**EXCERPTED RECORDS**
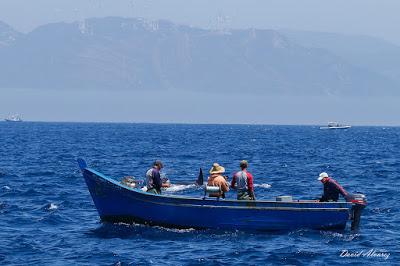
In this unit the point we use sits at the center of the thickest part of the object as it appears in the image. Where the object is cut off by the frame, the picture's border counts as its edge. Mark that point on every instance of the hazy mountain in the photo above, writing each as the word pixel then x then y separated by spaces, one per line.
pixel 7 34
pixel 368 52
pixel 118 53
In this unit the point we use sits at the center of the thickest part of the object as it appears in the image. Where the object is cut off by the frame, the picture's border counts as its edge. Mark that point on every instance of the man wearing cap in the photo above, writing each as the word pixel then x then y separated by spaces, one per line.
pixel 216 179
pixel 244 181
pixel 332 189
pixel 153 178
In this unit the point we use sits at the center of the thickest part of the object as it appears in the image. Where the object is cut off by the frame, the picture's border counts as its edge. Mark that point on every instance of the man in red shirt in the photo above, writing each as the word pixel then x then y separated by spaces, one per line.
pixel 243 182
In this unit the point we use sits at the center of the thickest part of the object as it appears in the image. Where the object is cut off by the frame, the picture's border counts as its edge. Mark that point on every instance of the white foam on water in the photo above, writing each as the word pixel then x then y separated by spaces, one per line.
pixel 176 188
pixel 52 206
pixel 263 185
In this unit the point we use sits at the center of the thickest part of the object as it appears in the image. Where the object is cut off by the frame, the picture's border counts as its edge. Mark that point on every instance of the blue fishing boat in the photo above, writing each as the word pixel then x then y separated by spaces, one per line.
pixel 116 202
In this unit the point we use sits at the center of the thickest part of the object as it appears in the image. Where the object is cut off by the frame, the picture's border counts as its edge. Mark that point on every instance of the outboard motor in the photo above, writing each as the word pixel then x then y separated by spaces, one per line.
pixel 359 203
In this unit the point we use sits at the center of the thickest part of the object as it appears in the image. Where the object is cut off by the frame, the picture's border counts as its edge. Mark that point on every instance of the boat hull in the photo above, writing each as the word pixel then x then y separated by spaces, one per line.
pixel 338 127
pixel 118 203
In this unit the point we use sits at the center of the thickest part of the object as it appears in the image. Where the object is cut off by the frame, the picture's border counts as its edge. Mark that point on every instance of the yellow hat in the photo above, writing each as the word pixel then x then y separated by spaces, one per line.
pixel 217 169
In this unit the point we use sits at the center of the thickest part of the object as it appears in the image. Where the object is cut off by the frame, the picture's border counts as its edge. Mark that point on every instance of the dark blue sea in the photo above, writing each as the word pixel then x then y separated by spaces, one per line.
pixel 47 216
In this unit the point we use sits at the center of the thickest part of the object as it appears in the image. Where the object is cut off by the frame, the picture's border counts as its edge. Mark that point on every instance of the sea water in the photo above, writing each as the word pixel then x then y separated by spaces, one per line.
pixel 47 216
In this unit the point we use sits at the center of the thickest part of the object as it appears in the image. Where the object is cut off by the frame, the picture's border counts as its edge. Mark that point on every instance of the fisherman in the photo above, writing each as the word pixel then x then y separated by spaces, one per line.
pixel 216 179
pixel 244 181
pixel 153 178
pixel 332 189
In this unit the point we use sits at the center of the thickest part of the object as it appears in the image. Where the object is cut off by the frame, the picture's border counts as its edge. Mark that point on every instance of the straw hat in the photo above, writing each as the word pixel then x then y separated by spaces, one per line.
pixel 322 176
pixel 217 169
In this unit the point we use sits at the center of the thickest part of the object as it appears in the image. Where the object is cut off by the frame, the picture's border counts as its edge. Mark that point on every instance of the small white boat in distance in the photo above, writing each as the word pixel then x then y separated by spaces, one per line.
pixel 335 125
pixel 14 118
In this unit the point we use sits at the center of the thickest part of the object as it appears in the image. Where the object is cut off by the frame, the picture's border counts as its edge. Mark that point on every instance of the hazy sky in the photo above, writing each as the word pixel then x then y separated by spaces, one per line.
pixel 371 17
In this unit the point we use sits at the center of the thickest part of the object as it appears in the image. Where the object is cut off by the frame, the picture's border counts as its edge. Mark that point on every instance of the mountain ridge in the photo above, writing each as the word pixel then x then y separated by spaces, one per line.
pixel 136 54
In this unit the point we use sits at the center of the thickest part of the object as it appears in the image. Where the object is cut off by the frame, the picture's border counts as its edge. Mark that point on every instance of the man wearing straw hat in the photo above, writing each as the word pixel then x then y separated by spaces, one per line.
pixel 216 179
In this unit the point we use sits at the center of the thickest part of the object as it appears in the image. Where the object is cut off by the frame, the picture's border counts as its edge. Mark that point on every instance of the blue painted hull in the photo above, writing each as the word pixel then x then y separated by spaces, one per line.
pixel 116 202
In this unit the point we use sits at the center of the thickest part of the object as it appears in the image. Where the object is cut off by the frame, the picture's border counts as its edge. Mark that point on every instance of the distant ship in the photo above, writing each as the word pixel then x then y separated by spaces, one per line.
pixel 14 118
pixel 335 125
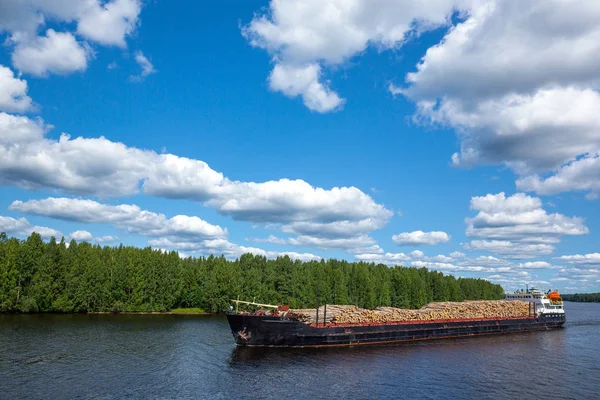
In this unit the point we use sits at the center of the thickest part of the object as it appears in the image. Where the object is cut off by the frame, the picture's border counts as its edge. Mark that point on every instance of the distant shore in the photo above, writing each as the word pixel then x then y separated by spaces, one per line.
pixel 176 311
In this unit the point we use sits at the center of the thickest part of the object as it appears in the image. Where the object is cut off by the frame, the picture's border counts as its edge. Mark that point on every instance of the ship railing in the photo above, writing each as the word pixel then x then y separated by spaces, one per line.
pixel 251 303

**WHAT THE TASK ASKS**
Retype all the records shown above, character for character. Omit every picture.

**EXERCISE ANSWER**
In this unit the point we use sits at the center of the thickest part of the object as it appears in the image. Where the object is cut off by the frame, the picture's border counts as its edge. Mark that point on every instance of the hazy mountain in the photo above, writing each as the word pixel then x then y separated by spaces, one per line.
pixel 7 34
pixel 368 52
pixel 118 53
In this unit the point we use sits at the center of the thickest part of the object as it appears in the image. Where the object is cut off by the frame, the picture's border counts as its edge. Mark that point on every instance of the man wearing cap in the photo above, writing each as the word pixel then x then y separated by spaces, one per line.
pixel 216 179
pixel 244 181
pixel 332 189
pixel 153 178
In this unit the point we use sits at the center of the thickest part of the object as it appears in the image. Where the object is cut off by the frame, the picture's border counts as its edge. Mark that point on every instance of the man in red shirt in the photo above, writing each as the word pixel then x then y separated by spaces, one per line.
pixel 243 182
In this unit the point we use sits at the center of the thickest part of the object as it appears in the image. Where the object is cut off by the frame, the picture's border counts as its edge. Mark that point on every instance of the white foam on water in the photo above, writing each as the word pixel then x then y separated by spaces, one per line.
pixel 176 188
pixel 52 206
pixel 263 185
In this unit the point we use sits at the center of the thickest part of the object as it appears in the image. Where the object is cut off by the frame, the picture's border counts as its edge. Mark that point on every instance of the blue fishing boat in the photo above, writing each as the word pixel then x then y separated by spaces, one per line.
pixel 116 202
In this unit the point we use sits at the center of the thickest part of the object as it appears in the image. Where the object is cut off by the frame, the picture's border counts as its edge. Mark that point on every instance of the outboard motor in the photo above, writing each as the word pixel then x then y separated by spaces, one per line.
pixel 359 203
In this unit the point we use sits at the center of the thickest part of the object as it appears in the image. Where the object is cut off by the frame, the picture's border counts as its edge. Mark that point on every instance of the boat hull in the photo above, writing each as the word pixel then x then y separated by spaces, one per line.
pixel 338 127
pixel 118 203
In this unit the point we use sits at the center of the thickest part of the object as it appears in the image. Where the object is cut off by the frame, the picture's border counts as its edge. Mark that point on every instance of the yellow hat in the photo above, writing each as the word pixel then x then y separated by spaces, one per line.
pixel 217 169
In this unit the point we use sits at the center of the thickest part of the object as it appears in the image. Where the object is cut off by the frame, the picture's border counts as its edge. Mark that point on every instance of the dark blue sea in the photo above, writing each as the word pixel then x then y separated by spaces, one per line.
pixel 47 216
In this unit the point we use sits at the center of the thickest part of the object as it appears in the image. Where the object is cut off by the frame, the picture's border counts as its edge. Mark that point on every instance of the sea water in the photo above, writing each as the word pixel then x then y separated by spaces, one per line.
pixel 47 216
In this unit the point we use sits at the center of the thickest part of the object as it appears in the image. Where the object is cut off by the frame, the picture's border counts as its edge. Mark that point on every instance of the fisherman in the photo above, writing each as the word pixel then x then y separated by spaces, one per line.
pixel 216 179
pixel 244 181
pixel 153 178
pixel 332 189
In this unit the point we use sits at the center of the thickest part of the object as it appears in the image. Where the object is cut off by the frame, the picture's border counts as its edge. Mark that point on every instance of the straw hat in the photo above, writing each as the word pixel then x then y separated by spaces, one per line.
pixel 322 176
pixel 217 169
In this unit the point we use sits at the center of the thickest part of the object as it appears in the image. Where the object is cut off by the frame, the picture's border counts as its edge. Mark that point on every instance of the small white boat in distance in the photo above, writing each as the word pixel then x then y separated by spaces, one per line.
pixel 335 125
pixel 14 118
In this unit the point we use sits at the center of the thickest part of the object as it appears in the image. Where the object is cut off by the frame, the picture's border counts as its edge. Mark that point on every instance of the hazy sky in the photo above, writing each as the word pixel then x then y separated by spaces, one per line.
pixel 371 17
In this unit the point we use sits at the center of the thickest part of the object as it appears in the image. Where the object is cut off by the frame, the picture's border counts as its edge. Mark that point on every instance of the mountain ridge in the photo above, writing each as the word pixel then x then y separated by spaces, one per line.
pixel 136 54
In this unit the point we use sits at the center of the thickest part of the object as it appears in the image. Where the object is cut off by the frame, the picture's border counts as its edge. Mark that point on every instance of the man wearing straw hat in the photo above, writing each as the word pixel then x then y separated by spaces, one per line.
pixel 216 179
In this unit the point we use sits at the center of the thickest part of the object as it appears in the image. Where the object is cut off by the frame, the picture's border counts as its edge. Mark that point on every instance of the blue painted hull in the photo above, writing each as the word pixel then x then y separated by spaces, one per line.
pixel 116 202
In this unit the point we use sits at the center of the thickest part of the object as it appears in the image. Where the object is cut off by the frame, the picture's border counts as its edge. Mark that point on every instance of the distant ship in the photo above, writing each as the word pixel then x then y separated by spaces, one per line.
pixel 14 118
pixel 335 125
In this unit the point we use sits at the center of the thickest part of the object as it appears in the image. Where the object is cut off by the frame, the picture's border counts as its edge. Mark that point on every instance of the distant shore in the photo above, writing each as the word pixel then x then y separated by spaces, one per line.
pixel 176 311
In this unit the point we use sits at the center of the thickest part of the object as it appears in the image. Where the object is cut off by the frame, the picture's border counts as its edge. Mark that point on every instance of the ship railing in the photo above, writing each as the word pixel then x then y separated by spaces, one per line.
pixel 251 303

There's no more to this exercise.